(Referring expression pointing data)
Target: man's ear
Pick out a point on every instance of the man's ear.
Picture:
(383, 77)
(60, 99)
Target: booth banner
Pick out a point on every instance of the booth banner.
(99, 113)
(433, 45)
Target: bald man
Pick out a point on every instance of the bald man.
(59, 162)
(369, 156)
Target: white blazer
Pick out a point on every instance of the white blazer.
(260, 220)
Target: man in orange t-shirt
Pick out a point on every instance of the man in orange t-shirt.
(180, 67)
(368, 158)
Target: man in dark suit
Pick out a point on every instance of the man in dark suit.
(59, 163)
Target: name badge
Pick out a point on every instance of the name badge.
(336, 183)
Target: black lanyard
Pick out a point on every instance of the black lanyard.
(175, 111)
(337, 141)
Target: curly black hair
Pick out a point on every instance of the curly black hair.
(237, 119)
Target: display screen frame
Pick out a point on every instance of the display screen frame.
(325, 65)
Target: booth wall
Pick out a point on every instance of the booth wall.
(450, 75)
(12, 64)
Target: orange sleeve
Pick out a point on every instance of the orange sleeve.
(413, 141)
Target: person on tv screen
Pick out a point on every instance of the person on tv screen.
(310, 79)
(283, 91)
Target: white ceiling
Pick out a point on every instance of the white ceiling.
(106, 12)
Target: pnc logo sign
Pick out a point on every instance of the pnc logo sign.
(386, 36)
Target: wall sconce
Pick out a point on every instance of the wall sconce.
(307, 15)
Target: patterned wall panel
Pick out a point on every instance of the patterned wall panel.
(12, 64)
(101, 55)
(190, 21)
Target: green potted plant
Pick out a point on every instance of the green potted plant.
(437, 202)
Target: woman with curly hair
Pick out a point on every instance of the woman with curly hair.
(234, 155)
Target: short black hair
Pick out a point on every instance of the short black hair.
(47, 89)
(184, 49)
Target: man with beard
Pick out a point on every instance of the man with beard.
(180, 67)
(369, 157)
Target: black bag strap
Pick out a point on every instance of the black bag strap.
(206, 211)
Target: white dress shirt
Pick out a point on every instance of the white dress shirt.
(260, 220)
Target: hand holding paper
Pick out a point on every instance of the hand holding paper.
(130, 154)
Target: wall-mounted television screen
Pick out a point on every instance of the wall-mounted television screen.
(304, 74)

Task objective: In full and without alteration, write out each record.

Response box:
Target: man's ear
Pick out a point on every instance of the man's ear.
Picture:
(383, 77)
(60, 99)
Target: booth banner
Pick out a point on every instance of the booth banner.
(99, 113)
(433, 45)
Target: bald man
Pick out a point on every instance of the bald man.
(59, 162)
(369, 156)
Target: white blazer
Pick out a point on every instance of the white blazer.
(260, 220)
Target: man in orange t-shirt
Pick out a point on every instance of the man in orange t-shirt.
(180, 67)
(368, 158)
Target: man in dark suit
Pick out a point on every instance of the man in dark suit.
(59, 163)
Target: name badge
Pick out a point on every instance of the name badge.
(336, 183)
Target: black lanyard
Pick out a point on every instance of the black lanyard.
(175, 111)
(337, 141)
Target: curly black hair
Pick out a point on every instance of the curly black hair.
(237, 119)
Target: display screen frame
Pick out a point on every instance of the display screen frame.
(325, 65)
Target: booth wall
Pick out a point on every instance of the booth wall.
(450, 75)
(12, 64)
Target: orange sleeve
Pick out a point on every instance of the orange sleeve.
(413, 141)
Target: person on tv screen
Pick out a point on every instance of the person on tv screen.
(310, 79)
(283, 91)
Target: white ceiling
Pick out a point on every instance of the white ceiling.
(106, 12)
Target: pnc logo sign
Pick out a point on every instance of the pnc logo sign.
(386, 36)
Target: wall sconce
Pick out a point on every instance of the wall sconce.
(307, 15)
Target: patterned wall panel
Pick out a point on every instance of the patterned wall panel.
(12, 64)
(101, 55)
(190, 21)
Target: green potted plant
Pick out a point on every instance of the green potted plant.
(437, 202)
Target: woman with curly hair
Pick out a point on every instance of the woman with curly hair.
(234, 155)
Target: short black hair
Pick out a point on every instance of the short black hair.
(47, 89)
(184, 49)
Target: man with beard
Pick out a point on every instance of the man with beard.
(180, 67)
(369, 157)
Target: black bag strap
Pick out a point on every instance of the black bag strap.
(206, 211)
Target: white dress shirt
Pick out a point on every instance of the white dress shirt.
(260, 220)
Target: hand holding paper
Pick out a point on every instance of the hand holding paper.
(130, 154)
Target: wall-mounted television screen
Pick out a point on every instance of the wall-mounted television screen.
(304, 74)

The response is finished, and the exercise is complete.